#### AIM:
Find every line in the items below that contains the word "wheel", and copy each such line.

#### PROVIDED DATA:
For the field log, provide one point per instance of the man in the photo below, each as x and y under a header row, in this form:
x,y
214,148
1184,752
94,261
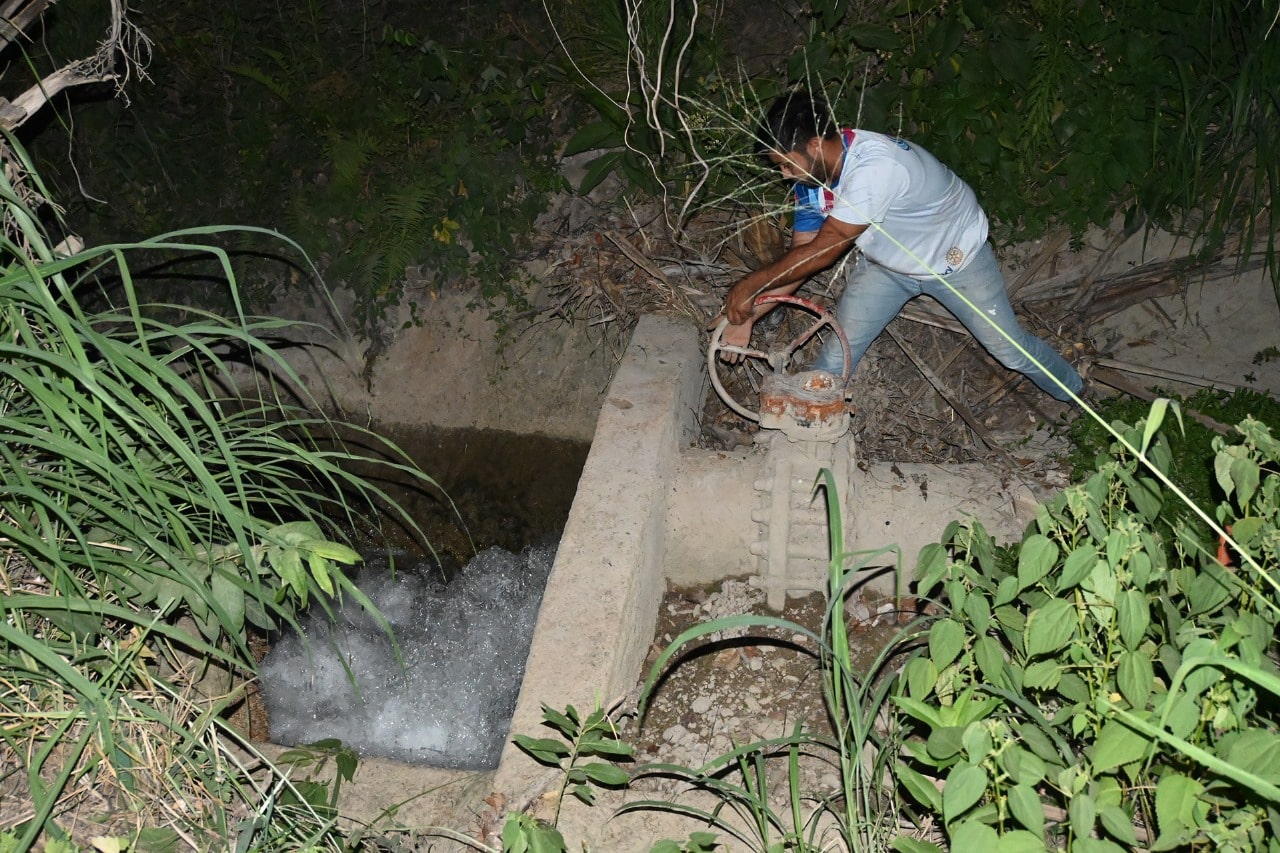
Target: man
x,y
918,227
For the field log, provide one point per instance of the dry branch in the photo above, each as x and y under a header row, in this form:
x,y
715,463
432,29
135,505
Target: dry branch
x,y
122,51
952,400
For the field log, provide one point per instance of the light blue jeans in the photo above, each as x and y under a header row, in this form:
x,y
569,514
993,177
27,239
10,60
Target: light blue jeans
x,y
873,296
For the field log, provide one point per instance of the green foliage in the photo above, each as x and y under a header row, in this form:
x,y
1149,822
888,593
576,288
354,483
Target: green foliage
x,y
1083,684
855,701
593,737
1189,446
375,146
151,514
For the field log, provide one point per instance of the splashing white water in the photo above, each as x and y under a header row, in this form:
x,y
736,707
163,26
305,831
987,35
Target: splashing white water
x,y
462,644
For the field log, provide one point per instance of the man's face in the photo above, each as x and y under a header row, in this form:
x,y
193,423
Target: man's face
x,y
801,165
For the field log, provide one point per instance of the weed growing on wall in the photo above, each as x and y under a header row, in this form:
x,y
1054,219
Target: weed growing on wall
x,y
374,137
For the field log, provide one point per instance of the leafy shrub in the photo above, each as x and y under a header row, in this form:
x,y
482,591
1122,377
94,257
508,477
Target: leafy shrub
x,y
1093,694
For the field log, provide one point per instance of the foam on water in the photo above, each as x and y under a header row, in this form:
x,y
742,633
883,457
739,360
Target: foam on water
x,y
462,644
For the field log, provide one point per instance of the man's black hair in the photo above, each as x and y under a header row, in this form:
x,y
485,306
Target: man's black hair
x,y
792,121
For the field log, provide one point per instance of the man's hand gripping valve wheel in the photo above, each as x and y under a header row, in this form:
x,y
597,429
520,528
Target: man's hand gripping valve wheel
x,y
731,345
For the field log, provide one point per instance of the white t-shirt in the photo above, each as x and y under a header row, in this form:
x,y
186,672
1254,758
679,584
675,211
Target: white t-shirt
x,y
905,196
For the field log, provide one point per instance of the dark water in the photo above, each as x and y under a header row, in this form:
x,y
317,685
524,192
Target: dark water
x,y
506,489
444,693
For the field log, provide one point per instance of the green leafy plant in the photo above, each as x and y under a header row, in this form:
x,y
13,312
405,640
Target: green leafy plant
x,y
859,744
375,146
593,737
576,740
1083,689
158,502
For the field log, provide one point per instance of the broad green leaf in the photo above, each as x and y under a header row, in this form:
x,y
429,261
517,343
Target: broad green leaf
x,y
1096,845
920,788
920,675
977,743
320,571
1136,679
1042,675
1155,418
1178,804
598,170
973,835
1023,766
1077,566
1210,589
1256,751
1244,474
978,610
945,743
1006,592
543,748
946,642
336,551
871,36
1050,628
1027,808
600,133
1133,616
288,564
1118,744
990,657
964,788
922,711
1038,743
1020,842
1082,812
1036,559
231,600
1119,825
606,774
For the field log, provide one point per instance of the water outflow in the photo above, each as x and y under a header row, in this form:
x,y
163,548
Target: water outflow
x,y
462,644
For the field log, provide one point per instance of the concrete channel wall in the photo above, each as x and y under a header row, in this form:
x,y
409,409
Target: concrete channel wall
x,y
602,598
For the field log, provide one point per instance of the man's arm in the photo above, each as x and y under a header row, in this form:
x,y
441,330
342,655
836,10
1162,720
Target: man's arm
x,y
810,252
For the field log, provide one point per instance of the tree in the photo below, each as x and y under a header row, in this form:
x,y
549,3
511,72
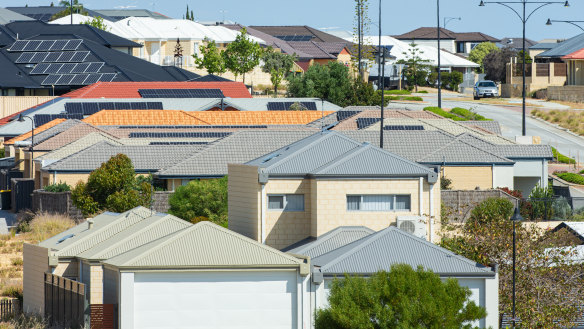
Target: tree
x,y
212,58
495,64
401,298
478,53
201,200
242,55
417,68
277,64
98,22
112,186
549,283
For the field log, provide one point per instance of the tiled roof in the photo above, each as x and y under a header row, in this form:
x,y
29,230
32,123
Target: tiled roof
x,y
171,117
364,256
204,245
149,158
37,130
130,89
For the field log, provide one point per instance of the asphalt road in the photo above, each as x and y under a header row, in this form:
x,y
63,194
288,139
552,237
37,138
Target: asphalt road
x,y
509,117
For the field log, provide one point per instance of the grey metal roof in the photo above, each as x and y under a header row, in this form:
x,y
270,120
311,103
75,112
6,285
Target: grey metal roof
x,y
81,238
143,232
240,147
334,154
381,250
149,158
565,48
329,241
7,16
204,245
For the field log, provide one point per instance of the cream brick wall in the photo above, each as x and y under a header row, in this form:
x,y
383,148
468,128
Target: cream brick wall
x,y
244,200
96,284
35,264
284,228
468,178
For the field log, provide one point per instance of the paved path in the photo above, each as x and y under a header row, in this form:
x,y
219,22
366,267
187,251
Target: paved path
x,y
509,117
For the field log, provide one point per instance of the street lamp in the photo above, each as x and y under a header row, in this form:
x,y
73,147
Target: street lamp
x,y
524,18
549,22
515,218
21,119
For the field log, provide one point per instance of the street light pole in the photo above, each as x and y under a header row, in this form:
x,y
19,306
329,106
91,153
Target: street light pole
x,y
524,18
549,22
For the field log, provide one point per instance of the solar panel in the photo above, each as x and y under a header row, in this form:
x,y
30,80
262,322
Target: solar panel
x,y
66,68
344,115
59,45
18,45
107,77
179,134
79,56
66,57
366,122
51,79
32,45
40,68
52,57
94,67
45,45
73,44
78,80
181,93
92,78
402,127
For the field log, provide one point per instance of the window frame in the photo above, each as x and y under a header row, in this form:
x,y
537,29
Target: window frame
x,y
285,202
393,203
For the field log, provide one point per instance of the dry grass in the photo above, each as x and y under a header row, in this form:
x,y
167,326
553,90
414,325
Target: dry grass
x,y
569,119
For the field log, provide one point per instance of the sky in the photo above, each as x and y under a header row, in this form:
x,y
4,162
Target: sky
x,y
397,16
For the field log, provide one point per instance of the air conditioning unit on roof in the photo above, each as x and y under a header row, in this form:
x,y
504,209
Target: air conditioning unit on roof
x,y
415,225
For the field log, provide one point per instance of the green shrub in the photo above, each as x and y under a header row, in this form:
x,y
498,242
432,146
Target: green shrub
x,y
201,200
490,210
443,113
562,158
60,187
571,177
397,92
468,114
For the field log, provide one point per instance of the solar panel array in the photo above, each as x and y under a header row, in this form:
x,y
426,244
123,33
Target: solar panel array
x,y
285,106
77,79
179,134
400,127
90,108
366,122
181,93
45,45
41,119
51,57
344,115
295,37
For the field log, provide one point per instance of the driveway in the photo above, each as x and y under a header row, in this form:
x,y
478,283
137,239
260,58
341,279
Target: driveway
x,y
509,117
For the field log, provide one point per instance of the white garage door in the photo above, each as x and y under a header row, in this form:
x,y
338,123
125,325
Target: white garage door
x,y
243,300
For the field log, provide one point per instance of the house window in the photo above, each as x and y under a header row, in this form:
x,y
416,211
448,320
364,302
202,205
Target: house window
x,y
379,202
286,202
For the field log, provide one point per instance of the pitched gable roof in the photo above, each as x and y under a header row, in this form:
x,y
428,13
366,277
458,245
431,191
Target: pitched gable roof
x,y
130,89
204,245
381,250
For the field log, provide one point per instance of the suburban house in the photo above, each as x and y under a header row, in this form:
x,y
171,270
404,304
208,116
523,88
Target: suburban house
x,y
354,250
325,181
124,261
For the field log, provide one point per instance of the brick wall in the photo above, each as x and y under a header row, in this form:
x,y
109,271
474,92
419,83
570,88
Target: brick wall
x,y
461,203
566,93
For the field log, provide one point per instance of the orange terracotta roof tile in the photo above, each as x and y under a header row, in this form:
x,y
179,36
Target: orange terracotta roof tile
x,y
174,117
130,89
36,131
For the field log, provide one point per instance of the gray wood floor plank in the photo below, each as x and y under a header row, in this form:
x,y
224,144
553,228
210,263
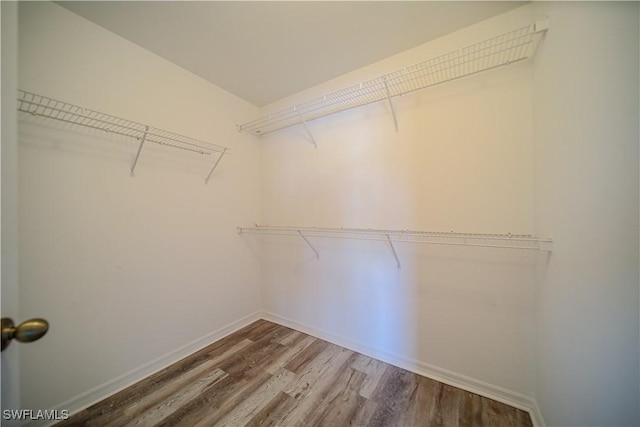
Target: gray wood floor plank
x,y
270,375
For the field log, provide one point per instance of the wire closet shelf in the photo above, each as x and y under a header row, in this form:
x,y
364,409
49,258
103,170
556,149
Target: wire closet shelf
x,y
494,52
504,241
50,108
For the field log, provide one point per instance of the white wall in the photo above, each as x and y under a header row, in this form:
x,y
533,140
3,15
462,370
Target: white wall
x,y
462,161
9,229
125,269
586,158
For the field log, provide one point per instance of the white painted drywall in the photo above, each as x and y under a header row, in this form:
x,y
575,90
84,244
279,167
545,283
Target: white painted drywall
x,y
462,161
125,269
9,233
586,167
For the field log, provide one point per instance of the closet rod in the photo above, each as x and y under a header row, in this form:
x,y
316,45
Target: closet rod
x,y
54,109
504,49
503,241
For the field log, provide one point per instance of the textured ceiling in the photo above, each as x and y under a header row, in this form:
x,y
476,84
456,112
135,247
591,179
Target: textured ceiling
x,y
264,51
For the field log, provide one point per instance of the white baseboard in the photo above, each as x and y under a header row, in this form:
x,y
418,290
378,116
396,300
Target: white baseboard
x,y
536,416
454,379
98,393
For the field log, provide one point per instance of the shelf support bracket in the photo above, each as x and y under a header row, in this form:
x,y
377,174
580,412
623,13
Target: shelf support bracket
x,y
313,140
308,243
135,161
393,111
393,249
215,165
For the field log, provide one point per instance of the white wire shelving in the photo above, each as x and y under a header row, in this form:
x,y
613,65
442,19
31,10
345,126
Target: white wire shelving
x,y
500,241
504,49
50,108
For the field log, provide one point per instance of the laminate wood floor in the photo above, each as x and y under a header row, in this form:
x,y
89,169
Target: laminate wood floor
x,y
269,375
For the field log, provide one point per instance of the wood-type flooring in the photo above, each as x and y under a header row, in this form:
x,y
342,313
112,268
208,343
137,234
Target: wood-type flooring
x,y
269,375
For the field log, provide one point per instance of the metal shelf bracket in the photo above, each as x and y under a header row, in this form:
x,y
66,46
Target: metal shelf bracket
x,y
393,249
135,161
393,111
313,140
215,165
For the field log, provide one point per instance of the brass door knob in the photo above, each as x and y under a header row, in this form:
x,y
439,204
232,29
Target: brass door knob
x,y
28,331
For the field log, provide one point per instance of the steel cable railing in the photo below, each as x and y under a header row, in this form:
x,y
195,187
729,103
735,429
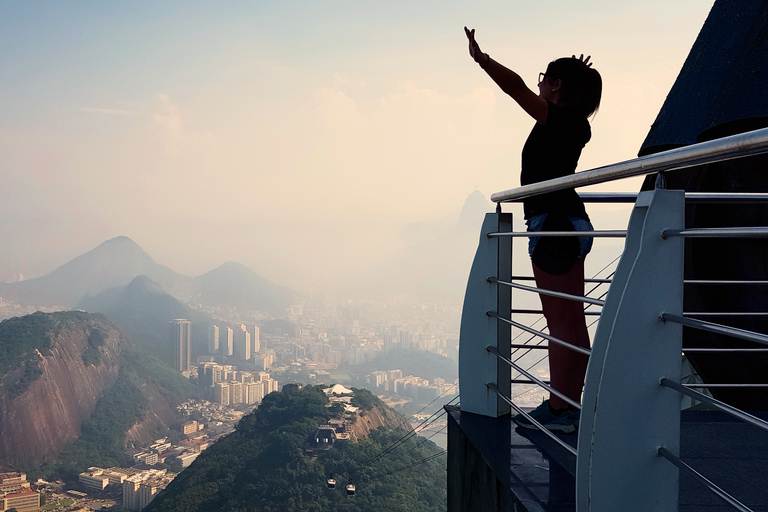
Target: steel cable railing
x,y
646,223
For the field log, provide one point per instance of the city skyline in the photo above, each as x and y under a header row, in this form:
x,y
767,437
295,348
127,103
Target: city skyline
x,y
257,132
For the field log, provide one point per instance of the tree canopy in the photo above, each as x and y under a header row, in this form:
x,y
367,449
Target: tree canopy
x,y
261,467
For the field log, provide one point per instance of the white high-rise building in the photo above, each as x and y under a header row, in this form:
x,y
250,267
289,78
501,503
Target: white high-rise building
x,y
256,340
213,339
228,349
242,343
181,344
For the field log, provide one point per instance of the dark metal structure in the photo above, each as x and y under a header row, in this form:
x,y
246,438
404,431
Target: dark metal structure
x,y
722,90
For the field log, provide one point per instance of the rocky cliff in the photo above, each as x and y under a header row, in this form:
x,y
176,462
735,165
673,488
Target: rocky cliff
x,y
81,361
379,416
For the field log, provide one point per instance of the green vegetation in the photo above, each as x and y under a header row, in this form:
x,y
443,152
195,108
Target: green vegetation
x,y
365,400
102,437
261,467
21,336
92,354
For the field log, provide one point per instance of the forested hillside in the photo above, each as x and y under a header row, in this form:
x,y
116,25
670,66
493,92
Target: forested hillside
x,y
261,467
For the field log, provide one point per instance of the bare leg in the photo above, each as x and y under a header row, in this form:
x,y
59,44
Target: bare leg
x,y
566,321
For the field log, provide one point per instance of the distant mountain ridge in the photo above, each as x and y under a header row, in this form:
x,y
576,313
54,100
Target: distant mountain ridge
x,y
56,370
143,309
117,262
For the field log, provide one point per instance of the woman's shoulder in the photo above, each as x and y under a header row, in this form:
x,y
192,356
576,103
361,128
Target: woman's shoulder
x,y
567,119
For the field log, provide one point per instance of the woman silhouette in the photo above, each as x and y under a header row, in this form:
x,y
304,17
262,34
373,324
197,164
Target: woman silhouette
x,y
569,92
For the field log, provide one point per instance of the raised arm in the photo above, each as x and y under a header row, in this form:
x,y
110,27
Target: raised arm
x,y
509,81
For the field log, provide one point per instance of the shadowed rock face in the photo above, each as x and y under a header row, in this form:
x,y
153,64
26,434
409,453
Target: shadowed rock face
x,y
37,423
375,418
722,90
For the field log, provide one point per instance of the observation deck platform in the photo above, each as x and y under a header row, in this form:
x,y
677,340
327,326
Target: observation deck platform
x,y
495,466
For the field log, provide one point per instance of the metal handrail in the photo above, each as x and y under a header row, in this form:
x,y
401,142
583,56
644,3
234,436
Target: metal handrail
x,y
538,425
539,333
716,328
690,197
543,291
709,484
745,232
586,280
726,148
728,409
616,233
540,312
534,379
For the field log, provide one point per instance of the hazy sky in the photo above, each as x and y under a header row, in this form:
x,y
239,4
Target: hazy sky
x,y
298,138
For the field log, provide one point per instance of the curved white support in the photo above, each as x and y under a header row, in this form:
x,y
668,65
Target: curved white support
x,y
626,414
477,366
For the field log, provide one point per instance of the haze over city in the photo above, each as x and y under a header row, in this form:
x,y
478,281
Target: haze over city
x,y
309,141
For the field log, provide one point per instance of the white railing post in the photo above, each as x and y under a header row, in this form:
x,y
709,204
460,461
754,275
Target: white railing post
x,y
477,366
627,415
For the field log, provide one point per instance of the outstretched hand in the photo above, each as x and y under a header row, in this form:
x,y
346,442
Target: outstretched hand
x,y
474,48
582,59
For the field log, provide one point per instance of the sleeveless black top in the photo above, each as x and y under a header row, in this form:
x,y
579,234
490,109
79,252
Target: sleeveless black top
x,y
552,151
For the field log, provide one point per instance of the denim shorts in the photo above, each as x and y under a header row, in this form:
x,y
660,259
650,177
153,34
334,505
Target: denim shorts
x,y
536,222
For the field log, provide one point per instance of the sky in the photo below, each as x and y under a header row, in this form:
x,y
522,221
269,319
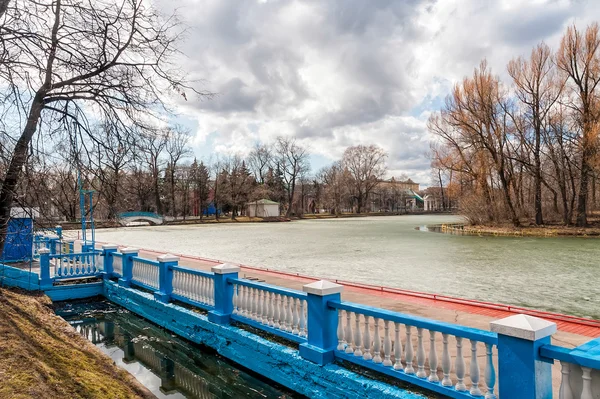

#### EXERCISE ANSWER:
For the field log, provide one point per instance of the man's hand gripping valve wheel in the photo above, each as x and y under a header row, in this form:
Target: man's hand gripping valve wheel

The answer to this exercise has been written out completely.